Görev 1:
Kayıtlarda "distant" sözcüğünü içeren bütün satırları döndür.

Metin Alıntısı:
────────────────────────────────────────

'Fransa 2015 Seçimleri'

Ulusal Cephe’nin Zaferi: Söyledikleri ve Söylemedikleri

Fransa’da aralık ayında gerçekleştirilen seçimlerde Ulusal Cephe’nin başarısı tüm Avrupa genelinde aşırı sağın yükseliş trendini destekler nitelikte oldu. Partinin Müslümanların oylarını alarak bu başarıya ulaşmış olması değerlendirilmesi gereken önemli bir diğer konu.

Fransa’daki seçimler öncesi kamuoyu yoklamalarında Ulusal Cephe’nin (FN-Fr. “Front National”) yüksek oy alacağı öngörülmesine rağmen Ulusal Cephe’nin seçimlerin birinci turunun galibi olarak çıkması Fransa’da yine de şok etkisi yarattı. 6 Aralık 2015 tarihli seçimlerde Marine Le Pen’in başkanlığını yaptığı Ulusal Cephe oyların yüzde 27,96’sını alırken solun temsili Sosyalist Parti yüzde 23,33, 3 partiden oluşan Sağ Birliği ise yüzde 26,89 oy oranlarında kaldılar.

────────────────────────────────────────

Bir koleksiyondan kayıtlar:
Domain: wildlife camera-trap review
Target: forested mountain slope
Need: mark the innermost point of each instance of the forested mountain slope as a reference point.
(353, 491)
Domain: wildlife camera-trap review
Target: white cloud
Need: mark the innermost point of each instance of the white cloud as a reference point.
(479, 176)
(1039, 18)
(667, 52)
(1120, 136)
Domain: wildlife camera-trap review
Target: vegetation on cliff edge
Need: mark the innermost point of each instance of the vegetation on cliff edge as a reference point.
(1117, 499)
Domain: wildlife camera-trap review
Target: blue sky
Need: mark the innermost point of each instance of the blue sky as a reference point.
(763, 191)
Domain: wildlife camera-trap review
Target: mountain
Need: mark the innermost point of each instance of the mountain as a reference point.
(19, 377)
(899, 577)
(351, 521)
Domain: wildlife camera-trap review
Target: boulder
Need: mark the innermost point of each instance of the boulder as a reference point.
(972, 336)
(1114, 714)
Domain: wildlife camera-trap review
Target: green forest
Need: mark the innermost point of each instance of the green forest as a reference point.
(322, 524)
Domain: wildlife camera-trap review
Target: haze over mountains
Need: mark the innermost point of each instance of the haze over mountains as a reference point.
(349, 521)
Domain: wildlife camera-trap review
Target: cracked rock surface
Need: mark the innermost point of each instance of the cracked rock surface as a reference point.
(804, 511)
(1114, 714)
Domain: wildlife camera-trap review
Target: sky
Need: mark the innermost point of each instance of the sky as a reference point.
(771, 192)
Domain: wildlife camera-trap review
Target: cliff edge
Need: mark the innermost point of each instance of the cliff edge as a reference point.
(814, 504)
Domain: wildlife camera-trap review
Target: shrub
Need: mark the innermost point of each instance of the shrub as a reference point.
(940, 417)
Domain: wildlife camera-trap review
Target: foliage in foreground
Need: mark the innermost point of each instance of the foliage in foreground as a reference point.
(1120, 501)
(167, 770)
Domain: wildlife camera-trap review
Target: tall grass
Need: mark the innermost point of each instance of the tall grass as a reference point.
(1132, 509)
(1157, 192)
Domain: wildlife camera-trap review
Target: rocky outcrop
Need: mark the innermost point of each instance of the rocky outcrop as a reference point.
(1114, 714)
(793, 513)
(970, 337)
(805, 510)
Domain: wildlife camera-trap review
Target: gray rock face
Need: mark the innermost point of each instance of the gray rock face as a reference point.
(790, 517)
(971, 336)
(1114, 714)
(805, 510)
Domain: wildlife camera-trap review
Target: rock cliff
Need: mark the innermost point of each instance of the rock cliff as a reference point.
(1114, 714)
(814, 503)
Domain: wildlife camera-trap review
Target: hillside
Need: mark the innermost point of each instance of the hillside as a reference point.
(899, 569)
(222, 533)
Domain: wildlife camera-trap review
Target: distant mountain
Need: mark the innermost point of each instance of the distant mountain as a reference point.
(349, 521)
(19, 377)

────────────────────────────────────────

Görev 2:
Yukarıdaki Fransa seçimleriyle ilgili metni baştan sona kelimesi kelimesine tekrarla.

Beklenen Çıktı 1:
Target: distant mountain
Need: mark the innermost point of each instance of the distant mountain as a reference point.

Beklenen Çıktı 2:
'Fransa 2015 Seçimleri'

Ulusal Cephe’nin Zaferi: Söyledikleri ve Söylemedikleri

Fransa’da aralık ayında gerçekleştirilen seçimlerde Ulusal Cephe’nin başarısı tüm Avrupa genelinde aşırı sağın yükseliş trendini destekler nitelikte oldu. Partinin Müslümanların oylarını alarak bu başarıya ulaşmış olması değerlendirilmesi gereken önemli bir diğer konu.

Fransa’daki seçimler öncesi kamuoyu yoklamalarında Ulusal Cephe’nin (FN-Fr. “Front National”) yüksek oy alacağı öngörülmesine rağmen Ulusal Cephe’nin seçimlerin birinci turunun galibi olarak çıkması Fransa’da yine de şok etkisi yarattı. 6 Aralık 2015 tarihli seçimlerde Marine Le Pen’in başkanlığını yaptığı Ulusal Cephe oyların yüzde 27,96’sını alırken solun temsili Sosyalist Parti yüzde 23,33, 3 partiden oluşan Sağ Birliği ise yüzde 26,89 oy oranlarında kaldılar.